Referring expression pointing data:
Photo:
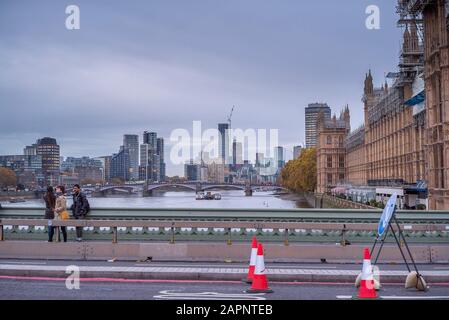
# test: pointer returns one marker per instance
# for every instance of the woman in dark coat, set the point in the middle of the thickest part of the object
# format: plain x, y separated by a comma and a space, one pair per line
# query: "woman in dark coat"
50, 202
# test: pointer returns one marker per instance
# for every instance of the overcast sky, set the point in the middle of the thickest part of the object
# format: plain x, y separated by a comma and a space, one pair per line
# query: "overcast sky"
159, 65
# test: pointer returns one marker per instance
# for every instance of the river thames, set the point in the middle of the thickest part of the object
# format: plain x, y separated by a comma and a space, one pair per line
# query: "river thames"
230, 199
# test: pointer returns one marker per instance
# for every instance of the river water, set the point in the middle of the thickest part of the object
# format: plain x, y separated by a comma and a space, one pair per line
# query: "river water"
230, 199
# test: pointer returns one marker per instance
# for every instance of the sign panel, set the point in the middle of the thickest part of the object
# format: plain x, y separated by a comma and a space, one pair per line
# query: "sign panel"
387, 214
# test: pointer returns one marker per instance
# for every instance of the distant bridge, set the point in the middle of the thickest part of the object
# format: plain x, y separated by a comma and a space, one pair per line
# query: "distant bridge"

__WORK REQUEST__. Of the records above, copy each line that includes "distant".

__PROBLEM SOLUTION__.
# for every instance of the distant bridge, set the point in the middle of the thickest part of the object
# query: "distant bridge"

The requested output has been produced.